> **MATERIAL FOR THE TASK**:
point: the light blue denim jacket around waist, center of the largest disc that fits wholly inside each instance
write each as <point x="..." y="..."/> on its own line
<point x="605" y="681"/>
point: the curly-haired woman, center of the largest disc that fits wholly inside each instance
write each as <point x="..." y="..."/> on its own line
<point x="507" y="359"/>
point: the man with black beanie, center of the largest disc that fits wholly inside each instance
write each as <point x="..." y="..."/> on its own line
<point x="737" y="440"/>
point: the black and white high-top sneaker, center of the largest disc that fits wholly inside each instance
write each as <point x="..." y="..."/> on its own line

> **PROBLEM REQUIREMENTS**: For this exercise, please retype exactly the lines in the listing from the line with "point: the black" through its last line, both ends included.

> **WRITTEN ANSWER**:
point: the black and white high-top sneaker, center of the largest disc that fits wholly inside each instance
write each as <point x="..." y="..."/> on its own line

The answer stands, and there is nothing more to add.